▶ Exercise instructions
Write out the listing again from the line that has "Target: downspout" through its end, putting "garage" wherever "carport" appears and leaving everything else as it is.

::::

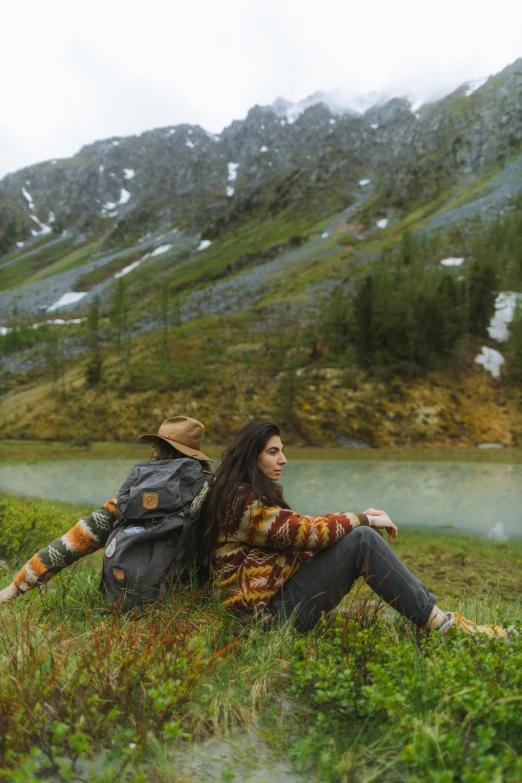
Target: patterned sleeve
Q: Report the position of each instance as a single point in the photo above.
(280, 528)
(85, 537)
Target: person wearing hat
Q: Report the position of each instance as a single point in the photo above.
(178, 437)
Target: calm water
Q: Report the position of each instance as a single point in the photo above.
(475, 498)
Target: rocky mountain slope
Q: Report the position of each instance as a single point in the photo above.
(261, 227)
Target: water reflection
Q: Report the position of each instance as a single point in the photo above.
(476, 498)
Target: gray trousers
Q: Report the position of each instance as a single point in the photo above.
(320, 583)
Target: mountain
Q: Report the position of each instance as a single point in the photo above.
(261, 227)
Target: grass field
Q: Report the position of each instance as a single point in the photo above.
(34, 450)
(185, 693)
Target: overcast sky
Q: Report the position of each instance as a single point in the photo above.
(75, 72)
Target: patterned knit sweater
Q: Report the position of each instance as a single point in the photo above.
(256, 557)
(253, 560)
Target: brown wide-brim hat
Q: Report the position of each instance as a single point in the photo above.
(185, 434)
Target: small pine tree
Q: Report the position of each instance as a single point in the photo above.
(482, 289)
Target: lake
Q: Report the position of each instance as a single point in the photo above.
(484, 499)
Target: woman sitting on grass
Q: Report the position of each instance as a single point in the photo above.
(269, 560)
(178, 437)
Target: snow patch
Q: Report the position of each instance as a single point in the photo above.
(505, 306)
(497, 532)
(452, 261)
(67, 299)
(232, 171)
(416, 104)
(127, 269)
(61, 322)
(159, 250)
(475, 85)
(28, 198)
(491, 360)
(43, 228)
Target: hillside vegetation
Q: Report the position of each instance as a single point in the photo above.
(185, 692)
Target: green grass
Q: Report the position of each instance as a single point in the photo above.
(88, 694)
(252, 238)
(102, 273)
(72, 260)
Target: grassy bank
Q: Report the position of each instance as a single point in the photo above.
(12, 450)
(185, 693)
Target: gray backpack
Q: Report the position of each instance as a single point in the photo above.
(151, 548)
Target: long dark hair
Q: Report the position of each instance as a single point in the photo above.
(236, 477)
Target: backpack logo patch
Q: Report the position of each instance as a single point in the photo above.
(150, 500)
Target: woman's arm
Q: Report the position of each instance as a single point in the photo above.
(85, 537)
(280, 528)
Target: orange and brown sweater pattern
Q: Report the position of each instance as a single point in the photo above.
(256, 557)
(253, 560)
(85, 537)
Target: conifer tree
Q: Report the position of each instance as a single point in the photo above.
(93, 372)
(483, 287)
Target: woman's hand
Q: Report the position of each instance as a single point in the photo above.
(9, 592)
(380, 519)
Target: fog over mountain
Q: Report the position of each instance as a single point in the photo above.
(74, 77)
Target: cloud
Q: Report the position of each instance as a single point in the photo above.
(74, 73)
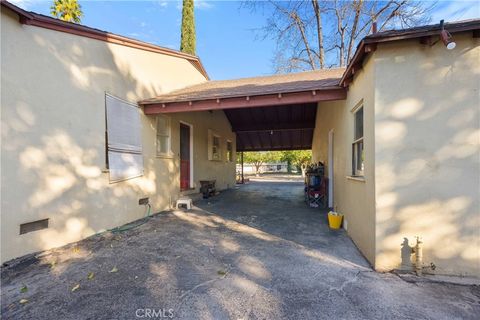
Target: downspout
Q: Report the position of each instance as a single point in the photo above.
(418, 251)
(241, 159)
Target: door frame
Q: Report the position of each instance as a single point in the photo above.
(330, 167)
(191, 150)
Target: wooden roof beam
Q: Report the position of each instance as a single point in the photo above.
(241, 102)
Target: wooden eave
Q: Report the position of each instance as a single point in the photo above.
(246, 101)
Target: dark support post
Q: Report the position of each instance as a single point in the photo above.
(241, 159)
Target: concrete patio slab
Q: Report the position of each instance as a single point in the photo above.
(255, 252)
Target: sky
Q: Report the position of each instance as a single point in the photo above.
(229, 42)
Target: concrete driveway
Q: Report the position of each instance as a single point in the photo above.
(256, 252)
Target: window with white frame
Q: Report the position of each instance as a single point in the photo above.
(163, 136)
(123, 139)
(214, 152)
(216, 148)
(358, 153)
(229, 151)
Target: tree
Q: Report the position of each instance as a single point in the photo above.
(67, 10)
(188, 40)
(260, 158)
(298, 158)
(312, 34)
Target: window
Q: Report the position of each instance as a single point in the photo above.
(358, 153)
(163, 137)
(216, 148)
(229, 151)
(214, 152)
(124, 142)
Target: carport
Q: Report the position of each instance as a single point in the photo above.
(266, 113)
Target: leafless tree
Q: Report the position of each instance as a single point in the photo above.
(312, 34)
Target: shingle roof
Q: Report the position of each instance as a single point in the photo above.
(420, 31)
(292, 82)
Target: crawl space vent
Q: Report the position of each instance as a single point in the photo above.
(33, 226)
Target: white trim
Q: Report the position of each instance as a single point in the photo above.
(330, 168)
(191, 152)
(356, 178)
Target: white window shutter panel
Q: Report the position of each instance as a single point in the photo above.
(124, 134)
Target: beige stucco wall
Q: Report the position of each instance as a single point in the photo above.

::::

▶ Complete output
Target: downspout
Q: Report the position of each instance as a single point in the photo above.
(418, 251)
(241, 159)
Target: door frame
Q: Report the position of each instance as a single point in the photo above.
(330, 167)
(191, 150)
Target: wooden roof beam
Q: Report the position of each instance as a single point in the photo above.
(241, 102)
Target: wooden eave
Q: Report the position of each instance as a single point in the photo above.
(246, 101)
Target: dark support post
Q: Report the position of each instance as a single point in the photo above.
(241, 159)
Target: concrete patio slab
Q: Report the position of each instance as a single point in the photo above.
(255, 252)
Target: sky
Q: Report the position of each instance as a single point in the photo above.
(229, 42)
Target: concrete driveway
Q: Report the position of each instance as a single point in the photo above.
(256, 252)
Target: window with white frame
Q: Report the position of each instance as a single point in the photo above.
(163, 136)
(123, 139)
(214, 152)
(216, 148)
(358, 153)
(229, 151)
Target: tree
Q: Report the position of each instance as a single point in the photo above.
(67, 10)
(188, 40)
(260, 158)
(298, 158)
(312, 34)
Target: window
Q: Report the position of each instance as a single point in the photo above.
(358, 153)
(163, 137)
(216, 148)
(229, 151)
(214, 152)
(124, 142)
Target: garage
Q: Report the position of each instance as a single point in the photo above.
(266, 113)
Target: leafless tree
Q: Report the position of each instance as a single point in the photo above.
(312, 34)
Target: shingle roof
Q: Report the position of each instance as a single point in the photo above.
(420, 31)
(292, 82)
Target: crawl space vent
Q: Report the position of each instance as a single point in the photo above.
(33, 226)
Target: white trim
Q: Report the position of each instance as a single point in the photo above.
(330, 168)
(191, 152)
(356, 178)
Target: white window shutter panel
Q: Report the position of each instance as a single point in the photo above.
(124, 134)
Target: beige stucco wall
Q: Report the position of each instance as a single point in the photo above.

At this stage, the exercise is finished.